● TASK INSTRUCTIONS
Display each line of the data below that contains the string "field", copied in full and in its original order.

Start MATERIAL FOR THIS EXERCISE

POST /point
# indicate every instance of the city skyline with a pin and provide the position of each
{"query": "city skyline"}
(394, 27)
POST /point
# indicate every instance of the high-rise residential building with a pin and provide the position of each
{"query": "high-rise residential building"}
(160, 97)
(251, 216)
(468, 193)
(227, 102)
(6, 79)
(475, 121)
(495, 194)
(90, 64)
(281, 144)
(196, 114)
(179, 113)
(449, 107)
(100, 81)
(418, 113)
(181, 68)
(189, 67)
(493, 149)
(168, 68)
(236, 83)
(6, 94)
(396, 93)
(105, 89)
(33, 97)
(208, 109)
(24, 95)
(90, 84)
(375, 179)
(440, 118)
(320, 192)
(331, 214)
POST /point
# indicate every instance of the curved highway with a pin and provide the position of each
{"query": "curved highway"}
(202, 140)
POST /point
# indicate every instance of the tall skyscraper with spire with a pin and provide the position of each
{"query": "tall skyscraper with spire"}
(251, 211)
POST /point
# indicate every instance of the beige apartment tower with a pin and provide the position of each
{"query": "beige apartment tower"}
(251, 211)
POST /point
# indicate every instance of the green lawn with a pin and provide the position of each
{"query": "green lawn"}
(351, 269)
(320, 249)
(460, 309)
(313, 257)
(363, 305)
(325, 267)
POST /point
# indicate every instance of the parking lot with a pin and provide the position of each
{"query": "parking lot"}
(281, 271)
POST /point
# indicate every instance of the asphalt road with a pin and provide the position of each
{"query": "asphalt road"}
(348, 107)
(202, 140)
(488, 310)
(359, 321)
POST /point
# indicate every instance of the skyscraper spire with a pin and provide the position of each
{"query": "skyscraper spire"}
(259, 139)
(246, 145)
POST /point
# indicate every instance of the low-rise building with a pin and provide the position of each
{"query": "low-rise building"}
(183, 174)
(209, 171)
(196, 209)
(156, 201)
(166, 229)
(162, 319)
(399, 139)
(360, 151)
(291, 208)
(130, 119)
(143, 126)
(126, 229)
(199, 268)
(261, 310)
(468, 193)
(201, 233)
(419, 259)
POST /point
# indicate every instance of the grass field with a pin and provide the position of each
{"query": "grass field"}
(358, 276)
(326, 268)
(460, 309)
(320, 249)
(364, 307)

End MATERIAL FOR THIS EXERCISE

● COMPLETED EXERCISE
# indicate every instance of the grass field with a pin and provide the position of each
{"query": "grass field"}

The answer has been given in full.